::: Dataset records

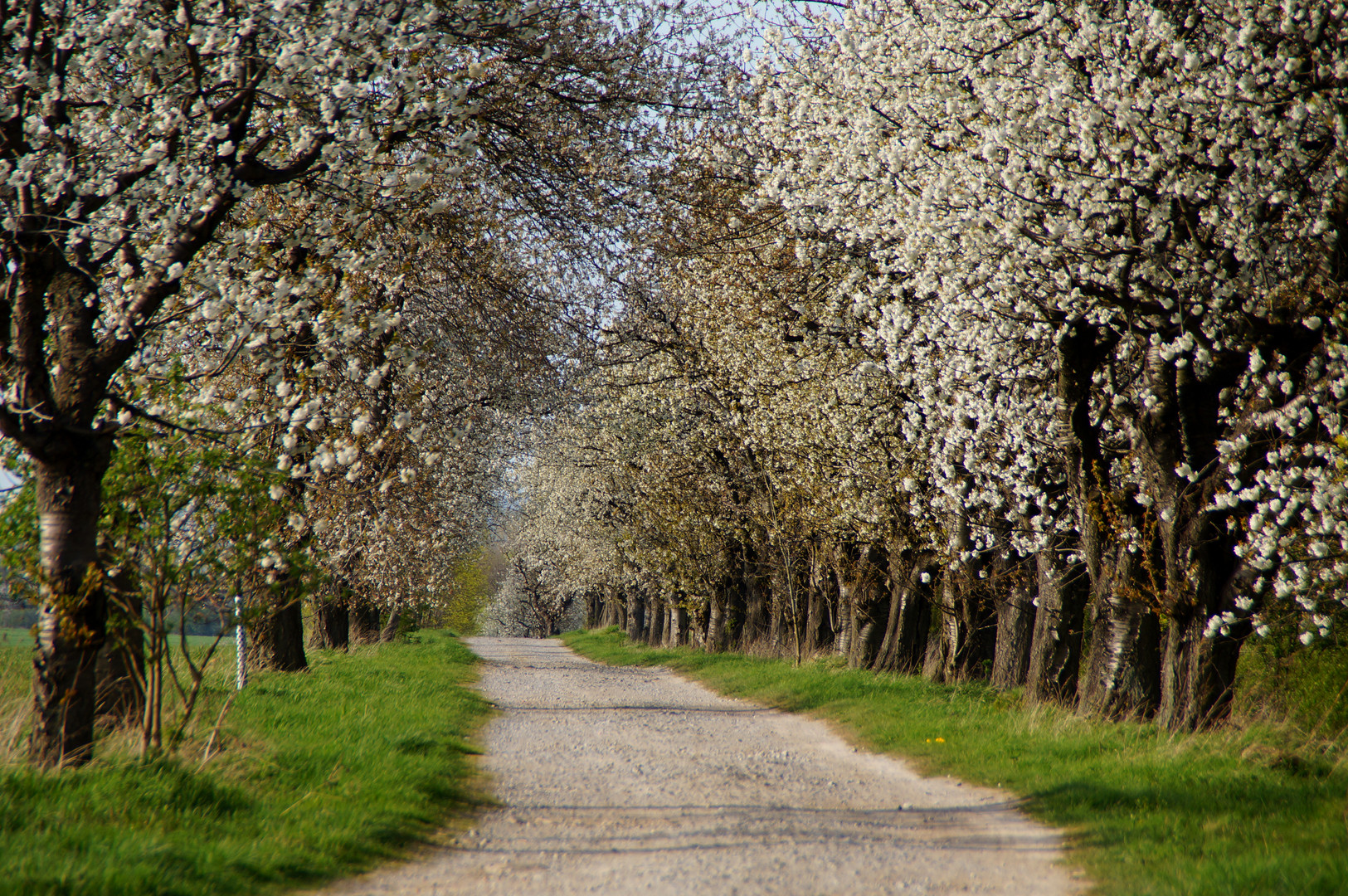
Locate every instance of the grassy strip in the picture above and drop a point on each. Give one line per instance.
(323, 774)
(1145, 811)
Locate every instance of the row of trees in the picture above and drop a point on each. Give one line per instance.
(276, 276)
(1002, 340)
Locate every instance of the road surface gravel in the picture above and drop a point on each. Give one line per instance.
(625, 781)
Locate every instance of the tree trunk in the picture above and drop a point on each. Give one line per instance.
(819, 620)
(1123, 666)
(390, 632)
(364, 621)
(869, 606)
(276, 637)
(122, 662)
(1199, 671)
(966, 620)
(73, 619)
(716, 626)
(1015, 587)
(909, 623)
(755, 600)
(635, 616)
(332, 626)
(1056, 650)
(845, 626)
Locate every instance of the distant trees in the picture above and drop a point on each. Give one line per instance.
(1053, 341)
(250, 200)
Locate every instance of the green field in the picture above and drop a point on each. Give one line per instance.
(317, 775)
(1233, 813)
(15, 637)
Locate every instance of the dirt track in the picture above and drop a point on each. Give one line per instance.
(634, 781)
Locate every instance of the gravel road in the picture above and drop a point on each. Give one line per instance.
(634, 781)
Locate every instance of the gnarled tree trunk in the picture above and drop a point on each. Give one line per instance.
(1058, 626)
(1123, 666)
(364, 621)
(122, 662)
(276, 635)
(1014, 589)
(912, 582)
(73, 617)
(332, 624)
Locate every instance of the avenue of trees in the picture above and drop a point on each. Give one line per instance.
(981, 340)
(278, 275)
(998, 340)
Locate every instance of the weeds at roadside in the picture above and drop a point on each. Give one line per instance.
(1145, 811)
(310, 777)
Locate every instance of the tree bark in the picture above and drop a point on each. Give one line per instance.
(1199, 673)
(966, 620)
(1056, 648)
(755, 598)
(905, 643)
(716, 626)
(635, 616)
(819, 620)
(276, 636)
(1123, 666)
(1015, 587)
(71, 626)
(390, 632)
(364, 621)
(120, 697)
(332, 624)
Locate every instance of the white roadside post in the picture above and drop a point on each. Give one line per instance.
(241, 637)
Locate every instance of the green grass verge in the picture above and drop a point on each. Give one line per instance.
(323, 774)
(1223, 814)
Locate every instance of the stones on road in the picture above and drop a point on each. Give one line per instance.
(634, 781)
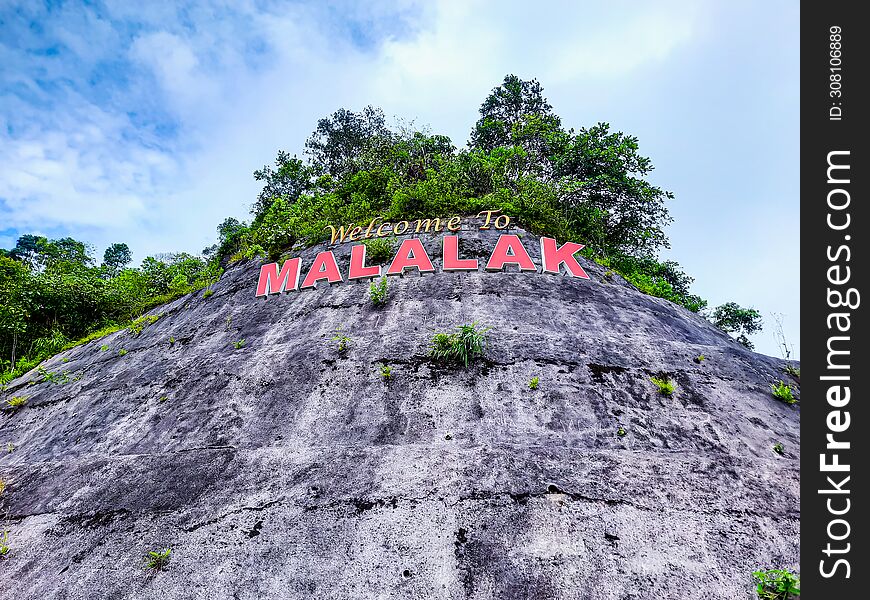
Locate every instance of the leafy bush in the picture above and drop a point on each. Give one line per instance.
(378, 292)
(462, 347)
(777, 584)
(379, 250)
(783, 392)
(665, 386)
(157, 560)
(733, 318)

::::::

## Goal
Your task is to set down the records shown above exactly, minus any pictures.

## Result of this task
Locate every instance of the grassy strip in the picture above and drop a point on each. Give one line per instance.
(323, 774)
(1145, 811)
Locate every instance of the row of trees in the picture above and drop a point on each. Give one line per instance.
(276, 276)
(1002, 340)
Locate every instance of the road surface gravel in the picture above and drop a point on each. Give one line per instance.
(625, 781)
Locate every instance of the tree trunk in the picture above and drop a point on each. Give one line per instance.
(819, 620)
(1123, 666)
(390, 632)
(364, 621)
(869, 606)
(276, 637)
(122, 662)
(1199, 671)
(966, 620)
(73, 619)
(716, 626)
(1015, 587)
(909, 623)
(755, 600)
(635, 616)
(332, 626)
(1056, 650)
(845, 626)
Locate every instance of the distant trees in the picture above and drop a point on each. Give one line per instance.
(1053, 341)
(250, 200)
Locate every instance of the green field in the picture above and drop a point on each. Give one line per instance.
(317, 775)
(1233, 813)
(15, 637)
Locate every instance of the dirt track in the picture above and drop a point on each. Give one line per instance.
(634, 781)
Locate every instance of the gravel road in the picture above and drop a point on each. Give one line per instance.
(634, 781)
Locate every instance of the gnarled tree trunk in the picture above and drop a point on each. Give one line per instance.
(1058, 626)
(1123, 666)
(364, 621)
(122, 662)
(276, 635)
(1014, 589)
(912, 582)
(73, 617)
(332, 624)
Locate every instance of the avenue of trees in the picture above and drop a point on each. Give one line per instance.
(981, 340)
(278, 275)
(998, 340)
Locate every instance of the weeds at roadside in the picture above and drop a point on each. Give one line per instance.
(1145, 811)
(310, 777)
Locate every instance of the tree bark in the picture above and drop a point on each. Give one line per instance.
(1199, 673)
(966, 620)
(1056, 648)
(755, 598)
(905, 643)
(716, 626)
(635, 616)
(819, 620)
(276, 636)
(1123, 666)
(1015, 587)
(71, 626)
(390, 632)
(364, 621)
(120, 697)
(332, 624)
Locate every instance of the white roadside post in the picture above and drop a point on each. Give one line per instance.
(241, 637)
Locate every instance of the green grass verge in the picture above and drop a point on each. Give one line per instance.
(323, 774)
(1223, 814)
Locate every instance of the stones on road in the picture above and drop a point on each. Give one line per instance.
(634, 781)
Locate every instance of the leafy bush in the picture above and drop a point on each. Give one line per instance.
(378, 292)
(462, 347)
(777, 584)
(379, 250)
(783, 392)
(665, 386)
(157, 560)
(733, 318)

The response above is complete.